──────── Task input

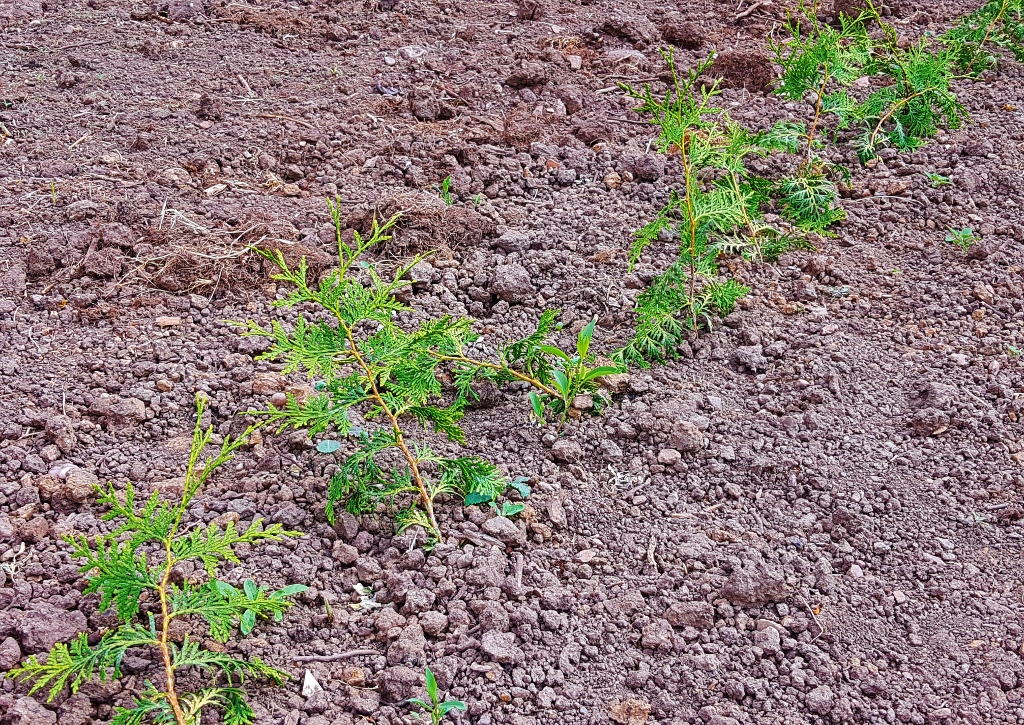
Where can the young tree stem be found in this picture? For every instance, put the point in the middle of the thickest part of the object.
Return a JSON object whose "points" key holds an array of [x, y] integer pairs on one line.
{"points": [[165, 648]]}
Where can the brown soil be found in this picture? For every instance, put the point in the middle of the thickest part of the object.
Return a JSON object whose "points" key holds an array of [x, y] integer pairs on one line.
{"points": [[813, 516]]}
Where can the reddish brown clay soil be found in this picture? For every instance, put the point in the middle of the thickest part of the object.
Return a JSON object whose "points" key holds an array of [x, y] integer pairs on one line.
{"points": [[813, 516]]}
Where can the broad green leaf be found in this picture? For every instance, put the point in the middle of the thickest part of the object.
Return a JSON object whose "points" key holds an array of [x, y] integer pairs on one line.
{"points": [[328, 446], [290, 591], [552, 350], [519, 483], [431, 683], [251, 589], [477, 498], [538, 406], [510, 509], [600, 373], [248, 622]]}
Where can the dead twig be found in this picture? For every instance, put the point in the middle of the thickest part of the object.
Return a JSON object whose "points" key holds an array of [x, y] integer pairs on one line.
{"points": [[286, 118], [821, 630], [335, 657]]}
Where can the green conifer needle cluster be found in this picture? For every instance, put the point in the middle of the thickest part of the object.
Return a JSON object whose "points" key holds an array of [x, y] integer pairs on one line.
{"points": [[132, 564], [865, 84], [976, 41]]}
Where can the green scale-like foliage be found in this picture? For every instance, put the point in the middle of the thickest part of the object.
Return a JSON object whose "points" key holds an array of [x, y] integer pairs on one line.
{"points": [[369, 368], [135, 559], [975, 43]]}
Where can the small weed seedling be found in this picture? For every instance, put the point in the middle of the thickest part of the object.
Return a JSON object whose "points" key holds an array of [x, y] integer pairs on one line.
{"points": [[368, 365], [444, 190], [962, 238], [133, 564], [997, 24], [436, 708], [914, 98]]}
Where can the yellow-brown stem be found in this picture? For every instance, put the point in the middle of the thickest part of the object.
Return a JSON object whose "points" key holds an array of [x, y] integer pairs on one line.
{"points": [[817, 113], [691, 286], [165, 648], [494, 366], [896, 107]]}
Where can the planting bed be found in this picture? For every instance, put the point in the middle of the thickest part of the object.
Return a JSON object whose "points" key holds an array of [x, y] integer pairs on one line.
{"points": [[812, 516]]}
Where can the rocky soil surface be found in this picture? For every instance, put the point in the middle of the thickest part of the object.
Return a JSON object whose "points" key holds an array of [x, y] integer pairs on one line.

────────────────

Turn every line of the listing above into a numbered list, skipping any blank lines. Leave the pictures out.

• _Exercise result_
1. Where can the young tree stem be found in this picture? For every instance, put the point in the middle of the thickest part of the object.
2. Return a JSON object whose "points" key holds an array of [x, y] integer pairs on one line.
3. {"points": [[165, 648]]}
4. Where can the brown soil be found in this picture? For every instance, put the point in the middle of the thickest part of the object.
5. Return a JSON object whose "points" key holds an array of [x, y] integer pairs on one line.
6. {"points": [[813, 516]]}
7. Where can the reddish brown clay soil be found in this picture? For every instance, put the point in the middle of the thickest part of the object.
8. Return a JSON object whose "points" key holds an array of [x, y] integer pairs on one line.
9. {"points": [[813, 516]]}
10. Where can the broad green leaf be found in this picture? For every instance, put the point in the middle of the thickest part of the object.
11. Return a JSON object whose "points" key holds an array of [x, y] integer pairs on one line.
12. {"points": [[328, 446], [290, 591], [552, 350], [519, 483], [431, 683], [251, 589], [477, 498], [538, 406], [510, 509], [600, 373], [248, 622]]}
13. Where can the dead twig be found in this picture? For every instance, put the point in the middle of the thickest part of the object.
14. Return a JSON object whose "points" key holds an array of [x, y] integer pairs on one line.
15. {"points": [[286, 118], [821, 630], [335, 657]]}
16. Where can the green conifer needle cluster be found in this picture? For every instance, put the point in the middle of the thickest part of the object.
17. Return a JSON object whose "points" key holds an array of [x, y] integer pairs on one line.
18. {"points": [[132, 564], [865, 84], [976, 41]]}
19. Where can the green scale-like foliage be found in this picture? For every instance, put the point in the middle of the thickest part of the object.
20. Return a JSON object whose "points" key holds an array of [x, y] integer pairs on one line.
21. {"points": [[369, 368], [135, 559], [975, 43]]}
22. Where can the small weed seedling be found in this picture? For every instance, put the point in the middle of the thickest part of the object.
23. Return a JSON object whose "points" key holds an array of [x, y] integer pairs on one line.
24. {"points": [[368, 365], [444, 190], [962, 238], [133, 564], [997, 24], [436, 708], [914, 98]]}
25. Where can the yellow-brown stem be found in this picture? For every instance, put the point in the middle of the thickest part of the object.
26. Return a JSON object whose "points" key holds an array of [x, y] integer pairs on one line.
27. {"points": [[817, 113], [691, 286], [165, 648], [494, 366], [896, 107]]}
28. Where can the planting bed be found in this picture? For every instance, put the point in the middle of the thickest part of the object.
29. Return a JSON object whose "points" key holds an array of [x, y] integer pairs on one line.
30. {"points": [[812, 516]]}
31. Where can the rocky soil surface be found in this picture? For every instance, put the point in the middle of the thickest part of the object.
32. Return a JSON object whose "points" key holds an array of [x, y] integer pairs on one line.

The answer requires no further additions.